Crucifiement

Crucifiement
Page d'aide sur l'homonymie Cet article traite du supplice du crucifiement en général. Pour le crucifiement de Jésus de Nazareth, voir Crucifixion.
Antonello da Messina, La Crucifixion, 1475, détail

Le crucifiement est une méthode de mise à mort consistant à placer le supplicié sur une croix, un support en forme de T ou un arbre et à l'attacher par divers moyens (clous, cordes, chaînes, etc.). Plusieurs variantes du supplice existent.

Sommaire

Histoire

C'était un supplice en usage chez les peuples barbares[1] orientaux, les Celtes et chez les Perses et les Phéniciens. Alexandre le Grand en fit usage en crucifiant plus de deux mille prisonniers après la prise de Tyr en 332 av. J.-C.[2]. Les Carthaginois l'appliquèrent, notamment dans la répression de la guerre des Mercenaires. Comme l'empalement, le crucifiement est facile à mettre en œuvre, ne nécessitant que peu de préparation et a un aspect dissuasif sur les témoins de la scène.

Chez les Romains, cette peine est infamante et réservée, en général, à ceux qui ne sont pas citoyens romains. Elle est attestée à partir de 217 av. J.-C. pour des esclaves[3] et sera appliquée ensuite aux brigands et aux pirates, parfois aux prisonniers de guerre et aux condamnés pour motifs politiques. Appien mentionne qu'après la défaite de Spartacus en 71 av. J.-C., 6 000 de ses partisans furent crucifiés le long de la Via Appia, de Rome jusqu'à Capoue[4]. Les Romains connaissaient aussi le crucifiement privé, supplice infligé par un maître à son esclave[5].

L'Ancien Testament ne mentionne pas le crucifiement qui n'était donc pas une peine prévue par la loi juive ; la peine capitale était appliquée chez les Juifs par lapidation. Des Juifs furent toutefois crucifiés sous Alexandre Jannée[6] et sur ordre du légat romain Varus[7]. Selon le Nouveau Testament, Jésus de Nazareth fut condamné à mort par le préfet romain Ponce Pilate et exécuté par crucifiement ; on parle dans ce cas de sa crucifixion. Le culte de la croix répandu par Hélène explique une désaffection de ce supplice, puis son interdiction par Constantin et son remplacement par l'exécution sub furca[8] : le condamné est attaché à un poteau en forme de Y majuscule puis fouetté jusqu'à ce que mort s'ensuive.

Chaque année aux Philippines, des fanatiques religieux se font volontairement fouetter et crucifier (parfois même avec des clous) afin d'endurer les mêmes souffrances que le Christ[9].

Déroulement de l'exécution

Gravure de la fin du XVIe siècle représentant une mise en croix.

■ Consignes
**A)** Mettez à jour le passage de l'article sur le crucifiement allant de « Chaque année aux » jusqu'à « mise en croix. », en y remplaçant « fanatiques religieux » par « pénitents ».
**B)** Rédigez la suite de l'article sur le crucifiement, à partir de sa dernière phrase.

Extraits des enregistrements d'annotation:
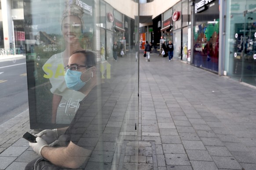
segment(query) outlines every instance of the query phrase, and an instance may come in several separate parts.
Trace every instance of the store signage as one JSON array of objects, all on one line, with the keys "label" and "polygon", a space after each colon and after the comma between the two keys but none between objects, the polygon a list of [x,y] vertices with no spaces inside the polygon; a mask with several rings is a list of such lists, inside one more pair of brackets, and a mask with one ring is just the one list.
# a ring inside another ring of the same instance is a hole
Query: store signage
[{"label": "store signage", "polygon": [[77,5],[80,6],[81,8],[83,8],[90,14],[91,15],[92,15],[92,7],[90,6],[81,0],[76,0]]},{"label": "store signage", "polygon": [[120,28],[123,28],[123,23],[119,21],[116,20],[115,22],[115,25]]},{"label": "store signage", "polygon": [[215,0],[201,0],[195,4],[195,13],[206,10],[206,6]]},{"label": "store signage", "polygon": [[175,11],[172,15],[172,21],[176,21],[179,20],[180,16],[180,12],[179,11]]},{"label": "store signage", "polygon": [[165,27],[172,24],[171,18],[169,18],[163,22],[163,27]]},{"label": "store signage", "polygon": [[110,22],[113,22],[114,21],[114,16],[112,13],[110,12],[107,14],[108,21]]},{"label": "store signage", "polygon": [[161,27],[161,21],[160,21],[157,22],[157,28],[159,27]]}]

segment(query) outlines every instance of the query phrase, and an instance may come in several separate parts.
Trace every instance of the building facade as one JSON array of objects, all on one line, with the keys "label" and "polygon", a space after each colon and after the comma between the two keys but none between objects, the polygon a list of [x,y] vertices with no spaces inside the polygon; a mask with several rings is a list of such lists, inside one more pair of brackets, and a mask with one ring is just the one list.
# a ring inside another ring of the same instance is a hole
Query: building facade
[{"label": "building facade", "polygon": [[[175,57],[256,85],[256,1],[169,1],[154,0],[140,6],[140,18],[152,20],[158,49],[162,36],[165,43],[172,41]],[[143,27],[152,24],[141,22]],[[146,33],[140,32],[149,37]]]}]

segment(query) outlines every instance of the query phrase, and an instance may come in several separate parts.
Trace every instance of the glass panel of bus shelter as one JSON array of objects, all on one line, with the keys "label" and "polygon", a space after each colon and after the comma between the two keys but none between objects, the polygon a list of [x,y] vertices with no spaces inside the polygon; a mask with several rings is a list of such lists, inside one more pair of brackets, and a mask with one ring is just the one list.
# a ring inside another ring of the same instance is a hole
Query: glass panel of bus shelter
[{"label": "glass panel of bus shelter", "polygon": [[228,75],[239,80],[241,78],[245,17],[242,13],[233,14],[230,17],[229,69]]},{"label": "glass panel of bus shelter", "polygon": [[[135,35],[138,41],[138,1],[105,1],[135,21],[125,38]],[[24,2],[30,128],[68,127],[64,146],[72,141],[90,156],[81,169],[137,169],[136,51],[121,57],[115,44],[108,44],[113,56],[102,58],[101,40],[113,42],[115,34],[101,34],[107,28],[99,0]],[[113,22],[113,13],[106,15]],[[125,156],[133,162],[124,163]]]},{"label": "glass panel of bus shelter", "polygon": [[242,81],[256,85],[256,9],[245,14]]}]

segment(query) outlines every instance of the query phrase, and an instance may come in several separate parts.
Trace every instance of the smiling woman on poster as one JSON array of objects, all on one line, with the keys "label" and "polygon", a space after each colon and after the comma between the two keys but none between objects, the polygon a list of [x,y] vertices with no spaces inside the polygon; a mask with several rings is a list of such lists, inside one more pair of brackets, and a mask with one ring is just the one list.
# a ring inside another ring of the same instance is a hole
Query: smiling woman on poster
[{"label": "smiling woman on poster", "polygon": [[82,18],[83,9],[76,4],[76,0],[66,1],[61,20],[61,31],[65,43],[62,52],[51,56],[45,63],[44,77],[49,78],[53,94],[51,123],[67,124],[71,120],[79,107],[79,102],[85,97],[83,93],[67,88],[64,67],[73,51],[83,49],[80,39],[83,37],[84,24]]}]

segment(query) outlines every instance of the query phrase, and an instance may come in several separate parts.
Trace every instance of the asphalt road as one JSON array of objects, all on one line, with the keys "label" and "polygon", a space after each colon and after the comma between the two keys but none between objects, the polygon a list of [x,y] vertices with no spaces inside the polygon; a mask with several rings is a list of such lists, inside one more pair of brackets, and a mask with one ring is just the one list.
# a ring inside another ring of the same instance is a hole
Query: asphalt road
[{"label": "asphalt road", "polygon": [[0,60],[0,124],[28,108],[25,56]]}]

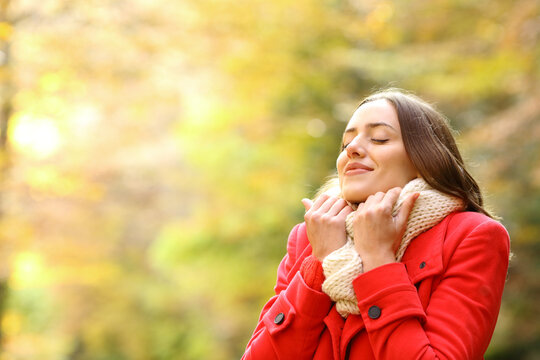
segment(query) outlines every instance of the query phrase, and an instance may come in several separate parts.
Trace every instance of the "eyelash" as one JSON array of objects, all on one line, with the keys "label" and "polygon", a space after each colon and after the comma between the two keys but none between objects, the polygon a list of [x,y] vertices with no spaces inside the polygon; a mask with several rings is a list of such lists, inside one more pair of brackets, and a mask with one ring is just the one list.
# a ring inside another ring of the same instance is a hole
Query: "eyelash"
[{"label": "eyelash", "polygon": [[[375,144],[384,144],[390,139],[373,139],[373,138],[371,138],[369,140],[374,142]],[[345,150],[347,148],[347,146],[349,146],[349,144],[350,143],[341,145],[341,151]]]}]

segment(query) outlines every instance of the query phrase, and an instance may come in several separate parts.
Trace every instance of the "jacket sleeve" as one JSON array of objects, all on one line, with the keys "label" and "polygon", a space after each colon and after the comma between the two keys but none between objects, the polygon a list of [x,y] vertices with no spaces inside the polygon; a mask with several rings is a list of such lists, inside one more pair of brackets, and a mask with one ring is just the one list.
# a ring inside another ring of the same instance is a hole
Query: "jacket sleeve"
[{"label": "jacket sleeve", "polygon": [[455,247],[425,311],[404,264],[358,276],[353,286],[375,358],[483,359],[499,313],[509,247],[502,225],[491,219],[476,225]]},{"label": "jacket sleeve", "polygon": [[298,272],[299,229],[291,231],[278,268],[276,295],[263,307],[242,359],[312,359],[331,309],[328,295],[306,285]]}]

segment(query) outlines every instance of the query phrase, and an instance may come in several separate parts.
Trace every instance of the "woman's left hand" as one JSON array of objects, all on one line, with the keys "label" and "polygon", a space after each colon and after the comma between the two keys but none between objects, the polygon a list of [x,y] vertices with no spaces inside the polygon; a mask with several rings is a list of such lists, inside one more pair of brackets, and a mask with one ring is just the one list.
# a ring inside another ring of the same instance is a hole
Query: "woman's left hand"
[{"label": "woman's left hand", "polygon": [[410,195],[395,216],[392,209],[401,188],[378,192],[367,198],[356,210],[353,219],[354,247],[364,272],[396,262],[396,251],[407,227],[407,219],[419,194]]}]

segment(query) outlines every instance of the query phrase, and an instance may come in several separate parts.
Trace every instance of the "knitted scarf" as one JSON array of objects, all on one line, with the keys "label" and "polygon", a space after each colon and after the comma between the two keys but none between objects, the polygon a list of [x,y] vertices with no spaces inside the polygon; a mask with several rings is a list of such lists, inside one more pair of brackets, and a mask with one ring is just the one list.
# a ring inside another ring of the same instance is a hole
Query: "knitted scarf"
[{"label": "knitted scarf", "polygon": [[[412,239],[441,222],[448,214],[463,210],[461,199],[444,194],[430,187],[423,179],[417,178],[409,182],[399,195],[392,210],[395,215],[403,201],[411,194],[418,192],[420,196],[407,221],[407,228],[396,253],[396,261],[401,261],[407,246]],[[358,301],[354,293],[352,281],[363,272],[362,259],[354,249],[353,238],[354,212],[346,220],[347,242],[330,253],[323,260],[326,280],[322,290],[336,302],[336,310],[346,318],[349,314],[359,314]]]}]

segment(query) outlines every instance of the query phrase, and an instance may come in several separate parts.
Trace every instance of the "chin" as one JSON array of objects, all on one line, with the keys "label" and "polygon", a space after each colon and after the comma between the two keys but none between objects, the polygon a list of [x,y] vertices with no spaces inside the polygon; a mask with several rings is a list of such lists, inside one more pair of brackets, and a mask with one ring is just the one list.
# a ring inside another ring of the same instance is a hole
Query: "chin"
[{"label": "chin", "polygon": [[366,201],[367,196],[363,196],[358,191],[342,190],[343,198],[350,203],[358,204]]}]

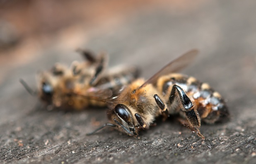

■ Réponses par consigne
**A)**
Chaque année aux Philippines, des pénitents se font volontairement fouetter et crucifier (parfois même avec des clous) afin d'endurer les mêmes souffrances que le Christ[9].

Déroulement de l'exécution

Gravure de la fin du XVIe siècle représentant une mise en croix.

**B)**
Chez les Romains, chez qui ce châtiment était un supplice infamant et servile[10], le condamné était attaché et/ou cloué bras écartés avec des cordages (effet de garrot) sur une poutre (patibulum, qui a donné le mot français « patibulaire », c'est-à-dire « qui mérite de porter une croix ») sur laquelle était attachée le motif de sa condamnation (titulus). Le patibulum, doté d'une mortaise, était fixée, soit au sommet (crux commissa en forme de T), soit en dessous (crux immissa) d'un pieu (stipes) qui était ensuite fiché en terre — la croix de Jésus était vraisemblablement une crux immissa puisque, selon les Évangiles, un écriteau était fixé au sommet, et relativement haute puisqu'un soldat lui donne à boire avec une éponge imprégnée de vinaigre (boisson distribuée aux légionnaires) au bout d'une branche d'hysope. Les pieds, encloués ou attachés, reposaient parfois sur une console en bois fixée sur le montant vertical. Le condamné pouvait aussi être cloué à un arbre.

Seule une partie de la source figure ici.